• _Excerpt_

The prosecutor responsible for convicting child killer Paula Sims 31 years ago said she was among the worst people he had ever sent to prison.
In closing arguments before a Madison County jury in February 1990, then assistant state's attorney Don Weber said he remained silent for nearly two minutes - the amount of time it would have taken to suffocate Sims' six-week-old daughter, Heather. He recalls the silence having had a powerful impact on the jury.
"Suffocation...it's not like TV, where they cut to a commercial," he said. "This baby's arms and legs had to be flailing, struggling to stay alive."
While Weber categorizes Sims among the worst offenders he's ever prosecuted, he said his role now is not to second guess what the Prison Review Board might do when it meets in September to consider whether to grant the 61-year-old Sims parole.
"There are different roles for everyone in the criminal justice system," he said. "There's the role for the judge to rule fairly, a jury to find facts...and the governor for clemency and prison review for parole.
"I don't feel like I should second guess them," he said. "I am not a prosecutor anymore."
Gov. J.B. Pritzker's commuted Sims' sentence on March 5, making her eligible for parole.
The prosecutor in charge today, State's Attorney Tom Haine said he will oppose the release of Sims when her case is expected to go before the Prisoner Review Board in September. To be paroled, Sims, who will argue that she had suffered post partum psychosis, will need a majority vote of the 14-member review board.
"We intend to oppose," said Haine, whose father William Haine headed the State's Attorney's office when Sims was prosecuted. "We think life in prison should mean life in prison."
Sims was sentenced to life in prison by Madison County Circuit Judge Andreas Matoesian for the murders of Heather in 1989, and her 13-day-old daughter Loralei in 1986.
A son, Randall, born in 1980 with husband Robert, was spared. Evidence at trial revealed the couple only wanted male children.
Heather's body was discovered in a trash can in West Alton in May 1989. According to various media accounts, Paula claimed she was taking out trash when a masked gunman ordered her inside before knocking her out, and that when she awoke Heather was gone.
In the meantime, Sims had kept Heather's remains in a trash bag in their freezer before dumping the garbage bag in a park trash receptacle.
During the investigation, it was discovered that the garbage bag containing Heather's remains was manufactured within seconds of and by the same machine as the trash bags found in the Sims' home.
Before she was sentenced, Paula admitted to killing Heather and her first newborn daughter Loralei three years earlier while living in Brighton.
At the time she told authorities that a masked gunman entered her home, ordered her to the ground and fled with the 13-day-old.
Weber said that Loralei's skeletal remains were found by cadaver dogs approximately 200-300 feet from their Brighton property, but that cause of death could not be determined.
He said he was surprised that Sims and her attorney are now arguing for release based on post partum depression because while she was being prosecued he asked about it, but that her side looked into it but did not present it as a defense.
"I don't know if clinical inquiries were made, but I am sure he (defense attorney Donald Groshong) looked at it," Weber said.
Haine said that even a legitimate post partum depression argument should not change Sims' life sentence.
"This was a terrible case that left a scar on the community," Haine said.
Sims has previously sought clemency, including in 2006. In her petition, she described how her son's life was spared when he was an infant.
Randall and Robert Sims died together in a car crash in Mississippi in 2015.

• _Data_
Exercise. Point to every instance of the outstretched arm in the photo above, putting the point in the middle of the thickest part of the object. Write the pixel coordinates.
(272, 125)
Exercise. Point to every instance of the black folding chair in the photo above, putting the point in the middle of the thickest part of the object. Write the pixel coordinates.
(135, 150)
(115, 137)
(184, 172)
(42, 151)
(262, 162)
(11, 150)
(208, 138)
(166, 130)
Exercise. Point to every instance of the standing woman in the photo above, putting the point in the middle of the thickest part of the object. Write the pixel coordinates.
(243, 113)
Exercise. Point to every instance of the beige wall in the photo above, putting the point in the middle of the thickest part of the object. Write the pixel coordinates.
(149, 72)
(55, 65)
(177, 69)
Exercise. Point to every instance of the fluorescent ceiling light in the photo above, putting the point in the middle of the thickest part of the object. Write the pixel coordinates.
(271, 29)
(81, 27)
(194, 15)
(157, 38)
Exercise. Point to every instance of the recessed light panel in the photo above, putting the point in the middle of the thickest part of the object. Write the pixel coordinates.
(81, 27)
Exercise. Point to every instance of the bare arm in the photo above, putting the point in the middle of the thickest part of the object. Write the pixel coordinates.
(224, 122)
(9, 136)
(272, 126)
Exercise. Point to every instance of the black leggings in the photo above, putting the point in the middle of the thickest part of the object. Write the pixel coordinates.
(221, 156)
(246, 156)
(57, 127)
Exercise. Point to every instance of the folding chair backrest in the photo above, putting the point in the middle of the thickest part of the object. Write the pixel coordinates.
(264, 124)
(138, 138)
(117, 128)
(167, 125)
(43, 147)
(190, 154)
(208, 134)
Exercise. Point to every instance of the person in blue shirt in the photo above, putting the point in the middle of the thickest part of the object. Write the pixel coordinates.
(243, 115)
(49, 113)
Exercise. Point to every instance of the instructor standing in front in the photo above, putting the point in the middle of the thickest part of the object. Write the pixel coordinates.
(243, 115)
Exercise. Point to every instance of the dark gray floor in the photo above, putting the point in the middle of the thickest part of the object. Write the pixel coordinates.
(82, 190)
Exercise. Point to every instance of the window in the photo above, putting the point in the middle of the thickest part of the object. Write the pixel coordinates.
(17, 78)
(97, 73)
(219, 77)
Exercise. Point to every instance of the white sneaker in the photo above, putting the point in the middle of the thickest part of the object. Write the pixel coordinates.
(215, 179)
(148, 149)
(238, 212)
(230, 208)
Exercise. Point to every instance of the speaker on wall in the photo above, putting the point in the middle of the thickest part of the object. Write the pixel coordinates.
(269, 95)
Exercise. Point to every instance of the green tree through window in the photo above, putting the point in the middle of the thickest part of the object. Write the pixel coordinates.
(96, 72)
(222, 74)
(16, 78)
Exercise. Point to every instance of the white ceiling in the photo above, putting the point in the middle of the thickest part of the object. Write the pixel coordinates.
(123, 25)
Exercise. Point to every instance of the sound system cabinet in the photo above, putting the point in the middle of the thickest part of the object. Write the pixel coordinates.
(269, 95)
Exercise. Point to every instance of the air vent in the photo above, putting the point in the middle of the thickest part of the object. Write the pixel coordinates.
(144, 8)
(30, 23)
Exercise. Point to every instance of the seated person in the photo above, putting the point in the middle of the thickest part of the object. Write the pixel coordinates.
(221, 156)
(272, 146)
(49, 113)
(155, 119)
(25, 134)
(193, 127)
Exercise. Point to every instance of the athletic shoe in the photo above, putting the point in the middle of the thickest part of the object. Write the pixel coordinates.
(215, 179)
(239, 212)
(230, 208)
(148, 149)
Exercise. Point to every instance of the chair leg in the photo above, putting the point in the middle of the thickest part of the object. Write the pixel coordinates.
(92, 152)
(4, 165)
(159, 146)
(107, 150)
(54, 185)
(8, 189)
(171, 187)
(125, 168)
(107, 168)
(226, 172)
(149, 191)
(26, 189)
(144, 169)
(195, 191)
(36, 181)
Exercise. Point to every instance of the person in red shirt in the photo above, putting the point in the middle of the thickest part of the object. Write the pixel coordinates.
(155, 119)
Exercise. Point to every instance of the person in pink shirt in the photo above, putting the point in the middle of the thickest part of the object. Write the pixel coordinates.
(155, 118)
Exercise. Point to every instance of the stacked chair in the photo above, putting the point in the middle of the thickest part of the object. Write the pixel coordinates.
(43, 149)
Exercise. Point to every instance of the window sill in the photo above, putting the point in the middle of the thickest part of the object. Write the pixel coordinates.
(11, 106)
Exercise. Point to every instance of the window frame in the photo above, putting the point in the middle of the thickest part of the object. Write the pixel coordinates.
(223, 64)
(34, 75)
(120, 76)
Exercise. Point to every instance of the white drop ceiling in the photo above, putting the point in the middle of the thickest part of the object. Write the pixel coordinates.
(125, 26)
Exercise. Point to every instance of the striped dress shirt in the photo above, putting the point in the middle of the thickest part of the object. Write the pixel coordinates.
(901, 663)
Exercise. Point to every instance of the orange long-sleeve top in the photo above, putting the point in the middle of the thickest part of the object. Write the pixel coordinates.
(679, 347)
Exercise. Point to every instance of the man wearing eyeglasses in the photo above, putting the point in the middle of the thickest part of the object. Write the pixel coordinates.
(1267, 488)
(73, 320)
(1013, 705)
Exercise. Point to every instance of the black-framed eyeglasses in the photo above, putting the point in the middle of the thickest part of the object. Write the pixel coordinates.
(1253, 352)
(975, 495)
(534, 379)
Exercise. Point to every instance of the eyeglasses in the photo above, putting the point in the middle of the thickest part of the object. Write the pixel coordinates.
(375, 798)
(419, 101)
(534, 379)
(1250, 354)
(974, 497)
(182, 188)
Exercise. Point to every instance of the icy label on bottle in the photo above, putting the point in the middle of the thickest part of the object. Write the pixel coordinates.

• _The problem_
Reproduce the Paula Sims parole article word for word, from "Sims was sentenced" to "park trash receptacle.".

• _Result of this exercise_
Sims was sentenced to life in prison by Madison County Circuit Judge Andreas Matoesian for the murders of Heather in 1989, and her 13-day-old daughter Loralei in 1986.
A son, Randall, born in 1980 with husband Robert, was spared. Evidence at trial revealed the couple only wanted male children.
Heather's body was discovered in a trash can in West Alton in May 1989. According to various media accounts, Paula claimed she was taking out trash when a masked gunman ordered her inside before knocking her out, and that when she awoke Heather was gone.
In the meantime, Sims had kept Heather's remains in a trash bag in their freezer before dumping the garbage bag in a park trash receptacle.